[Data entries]

────────

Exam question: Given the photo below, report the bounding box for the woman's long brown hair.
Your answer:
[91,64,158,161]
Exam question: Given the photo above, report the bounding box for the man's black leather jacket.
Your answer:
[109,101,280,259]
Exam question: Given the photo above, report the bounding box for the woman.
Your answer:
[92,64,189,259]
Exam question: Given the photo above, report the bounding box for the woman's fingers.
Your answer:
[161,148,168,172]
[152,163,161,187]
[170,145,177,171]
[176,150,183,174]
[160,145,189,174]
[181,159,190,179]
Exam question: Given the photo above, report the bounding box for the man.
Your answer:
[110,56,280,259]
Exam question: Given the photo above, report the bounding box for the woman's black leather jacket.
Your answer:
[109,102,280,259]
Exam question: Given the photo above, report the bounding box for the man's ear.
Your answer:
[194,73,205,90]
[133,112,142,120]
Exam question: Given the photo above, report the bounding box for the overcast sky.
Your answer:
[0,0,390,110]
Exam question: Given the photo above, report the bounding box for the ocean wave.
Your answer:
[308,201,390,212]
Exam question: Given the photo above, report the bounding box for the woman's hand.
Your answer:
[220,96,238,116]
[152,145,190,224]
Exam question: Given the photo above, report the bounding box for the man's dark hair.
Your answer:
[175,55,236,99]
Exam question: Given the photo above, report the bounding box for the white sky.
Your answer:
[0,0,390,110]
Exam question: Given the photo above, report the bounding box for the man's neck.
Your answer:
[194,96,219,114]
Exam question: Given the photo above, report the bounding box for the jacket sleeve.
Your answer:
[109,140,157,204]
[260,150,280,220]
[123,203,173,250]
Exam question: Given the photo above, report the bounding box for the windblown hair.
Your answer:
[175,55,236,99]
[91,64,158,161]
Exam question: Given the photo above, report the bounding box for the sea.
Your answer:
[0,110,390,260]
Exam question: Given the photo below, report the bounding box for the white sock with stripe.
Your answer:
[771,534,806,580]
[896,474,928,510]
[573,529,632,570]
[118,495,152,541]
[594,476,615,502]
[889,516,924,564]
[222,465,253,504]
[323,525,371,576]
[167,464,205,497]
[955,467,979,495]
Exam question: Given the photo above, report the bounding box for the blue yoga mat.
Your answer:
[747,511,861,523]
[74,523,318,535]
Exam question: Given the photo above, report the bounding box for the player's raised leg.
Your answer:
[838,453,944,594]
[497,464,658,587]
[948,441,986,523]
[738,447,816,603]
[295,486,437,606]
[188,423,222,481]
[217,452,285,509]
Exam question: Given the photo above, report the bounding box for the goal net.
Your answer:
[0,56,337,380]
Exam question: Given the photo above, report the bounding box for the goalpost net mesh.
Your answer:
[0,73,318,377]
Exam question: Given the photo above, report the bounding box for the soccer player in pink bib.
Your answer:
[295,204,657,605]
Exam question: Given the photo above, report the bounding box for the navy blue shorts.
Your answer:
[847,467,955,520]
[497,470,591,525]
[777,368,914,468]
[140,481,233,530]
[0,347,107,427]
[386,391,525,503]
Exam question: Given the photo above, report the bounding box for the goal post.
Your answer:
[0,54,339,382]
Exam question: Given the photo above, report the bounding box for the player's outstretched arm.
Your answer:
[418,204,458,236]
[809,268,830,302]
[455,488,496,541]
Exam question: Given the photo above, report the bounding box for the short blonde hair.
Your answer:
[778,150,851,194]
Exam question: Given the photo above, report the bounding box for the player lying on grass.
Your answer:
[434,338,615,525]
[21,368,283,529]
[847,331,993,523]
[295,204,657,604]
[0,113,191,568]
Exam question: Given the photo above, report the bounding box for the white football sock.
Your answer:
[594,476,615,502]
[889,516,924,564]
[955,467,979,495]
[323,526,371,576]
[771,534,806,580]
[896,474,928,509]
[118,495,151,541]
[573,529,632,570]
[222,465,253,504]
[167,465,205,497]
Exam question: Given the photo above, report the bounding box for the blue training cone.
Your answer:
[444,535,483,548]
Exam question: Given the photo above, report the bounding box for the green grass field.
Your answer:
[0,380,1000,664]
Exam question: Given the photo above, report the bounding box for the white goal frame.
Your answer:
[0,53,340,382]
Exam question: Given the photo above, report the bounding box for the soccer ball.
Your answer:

────────

→ Problem to solve:
Rewrite everything from the start of the data entries down to and including the line containing "[92,64,189,259]" as a JSON list of strings, one string per line, with blank lines left out.

→ Result of this exercise:
[
  "Exam question: Given the photo below, report the bounding box for the woman's long brown hair.",
  "Your answer:",
  "[91,64,158,161]",
  "Exam question: Given the photo above, report the bounding box for the man's black leather jacket.",
  "Your answer:",
  "[109,101,280,259]",
  "Exam question: Given the photo above, report the bounding box for the woman.",
  "Your answer:",
  "[92,64,189,259]"
]